**Task description:**
Skip the pictures and give back the rest of the listing exactly.

[Opening Provided records section]

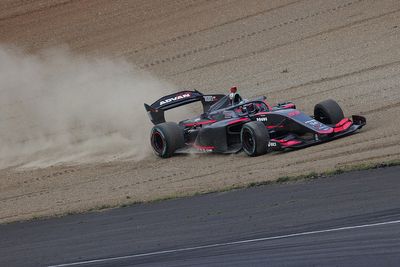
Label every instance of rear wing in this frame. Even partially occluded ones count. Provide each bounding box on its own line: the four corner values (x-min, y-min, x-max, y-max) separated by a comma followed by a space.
144, 90, 224, 125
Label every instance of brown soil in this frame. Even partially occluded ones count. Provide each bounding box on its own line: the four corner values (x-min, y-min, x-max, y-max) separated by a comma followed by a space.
1, 0, 400, 223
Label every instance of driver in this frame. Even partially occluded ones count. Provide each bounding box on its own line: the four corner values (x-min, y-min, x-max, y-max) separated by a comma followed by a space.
244, 102, 259, 115
228, 86, 243, 105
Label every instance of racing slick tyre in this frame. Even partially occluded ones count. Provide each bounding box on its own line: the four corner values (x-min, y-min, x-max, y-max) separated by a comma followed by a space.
150, 122, 184, 158
314, 99, 344, 125
241, 121, 270, 157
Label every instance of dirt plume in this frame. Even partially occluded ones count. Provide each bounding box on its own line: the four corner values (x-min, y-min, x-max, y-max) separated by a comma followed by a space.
0, 46, 174, 169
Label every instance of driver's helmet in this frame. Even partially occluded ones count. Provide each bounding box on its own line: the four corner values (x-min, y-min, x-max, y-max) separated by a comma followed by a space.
244, 103, 258, 115
228, 86, 242, 105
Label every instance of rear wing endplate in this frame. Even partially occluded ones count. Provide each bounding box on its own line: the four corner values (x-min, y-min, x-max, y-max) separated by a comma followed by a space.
144, 90, 224, 125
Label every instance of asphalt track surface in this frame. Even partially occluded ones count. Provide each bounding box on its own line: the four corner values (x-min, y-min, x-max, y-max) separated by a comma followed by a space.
1, 166, 400, 267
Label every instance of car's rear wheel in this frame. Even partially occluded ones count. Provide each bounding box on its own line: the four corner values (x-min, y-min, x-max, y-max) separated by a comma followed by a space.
241, 121, 269, 156
314, 99, 344, 125
151, 122, 184, 158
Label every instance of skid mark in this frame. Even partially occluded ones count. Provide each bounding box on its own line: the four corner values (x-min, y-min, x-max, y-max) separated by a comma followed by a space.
143, 0, 367, 69
174, 7, 400, 75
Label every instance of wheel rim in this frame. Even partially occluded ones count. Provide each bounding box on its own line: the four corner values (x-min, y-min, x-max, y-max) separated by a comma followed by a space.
315, 108, 331, 124
242, 129, 255, 153
151, 131, 164, 154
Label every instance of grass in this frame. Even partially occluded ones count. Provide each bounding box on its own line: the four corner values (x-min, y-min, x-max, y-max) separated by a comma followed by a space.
6, 159, 400, 224
145, 159, 400, 201
243, 159, 400, 188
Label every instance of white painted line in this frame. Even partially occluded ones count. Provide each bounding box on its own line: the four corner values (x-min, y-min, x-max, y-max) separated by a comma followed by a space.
48, 219, 400, 267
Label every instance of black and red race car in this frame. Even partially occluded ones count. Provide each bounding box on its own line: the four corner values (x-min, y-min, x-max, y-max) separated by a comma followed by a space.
144, 90, 366, 158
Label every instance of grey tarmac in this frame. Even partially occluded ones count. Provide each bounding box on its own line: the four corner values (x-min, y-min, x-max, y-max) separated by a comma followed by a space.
1, 166, 400, 267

[Closing Provided records section]

**Written solution:**
Label every instance of rear wing in this frame. Even partially occluded ones count. Provide each bounding box on its own line: the four corner values (x-min, y-min, x-max, y-max) separated by a comma followed by a space.
144, 90, 224, 125
Label every instance of brown soil in this frame. Even partially occluded ones count. Provide each bounding box on its own line: the four corner values (x-min, y-min, x-max, y-max) separated by a comma followed by a space.
1, 0, 400, 223
Label every instance of driver in this frame. Even partially occluded ones count. Provide each bounding box on its own line: the four corner values (x-min, y-min, x-max, y-max) separated by a comma followed by a space.
244, 102, 259, 115
228, 86, 243, 105
Label every instance of racing slick tyre in this frame. Even partially occluded ones count. Provide each bounding box on its own line: the four corner values (x-min, y-min, x-max, y-max) separated by a comma followed by a space.
150, 122, 184, 158
314, 99, 344, 125
241, 121, 270, 157
Label every instance of dirt plume in this frame. Even partially occluded ones count. Provide each bounding box on its own line: the four corner values (x-min, y-min, x-max, y-max) separated by a comma followed by a space.
0, 46, 174, 169
Label every instance of driver's helmet in this frame. Even partially occluded ones count. Provide each bounding box on its own line: the four corner values (x-min, y-min, x-max, y-max) separated by a comma followed by a space.
244, 103, 258, 115
228, 86, 242, 105
Label every instance of rear wing endplate in this frame. Even partially occluded ones count. Provide each bounding box on its own line: the four corner values (x-min, y-min, x-max, y-max) separated by a comma followed by a space.
144, 90, 224, 125
Label every instance of asphalt track surface in this frame. Even partially occluded ones count. Provide each bounding box on its own line: the four corner values (x-min, y-min, x-max, y-max) separated by a comma followed by a space.
1, 166, 400, 267
Label every instance of car's rear wheel in this frame. Even partially occluded ones count. Provide each bounding box on its own line: the four corner values (x-min, y-min, x-max, y-max) separated by a comma followed by a space.
241, 121, 269, 156
314, 99, 344, 125
151, 122, 184, 158
Label every instance of skid mark in this frame. Even partially occluded ones count. Provide each bounding box on its own line: the four corner values (x-min, y-min, x-max, y-max) separated by a comma followed by a space.
143, 0, 367, 69
174, 7, 400, 75
Label every instance of wheel rim in this frame. Even partially occluded ones count. Provide each bounding box on its own line: the four corner values (x-min, y-min, x-max, y-max) separated by a comma followed by a space.
315, 108, 331, 124
242, 129, 255, 153
151, 131, 164, 154
Label every instance of grass in this frame. Even partially occluded ones count. Provide each bounding box on its own line: the four corner values (x-min, y-min, x-max, y-max) separated by a comma followed by a space.
6, 159, 400, 224
145, 159, 400, 201
243, 159, 400, 188
Label every instance of white painted line in this frame. Even partially occluded ones count. Provide each bounding box on its own line: the four corner values (x-min, y-min, x-max, y-max) separated by a comma followed by a space.
48, 219, 400, 267
Label every instance of black and red race car in this frame. Even partially occluded ones count. Provide each bounding box on its own line: the four corner values (x-min, y-min, x-max, y-max) separated by a comma followed by a space.
144, 90, 366, 158
Label every instance of grey tarmac in this frame. Even partially occluded ones count. Provide each bounding box on its own line: the four corner values (x-min, y-min, x-max, y-max) separated by a comma followed by a space.
1, 166, 400, 267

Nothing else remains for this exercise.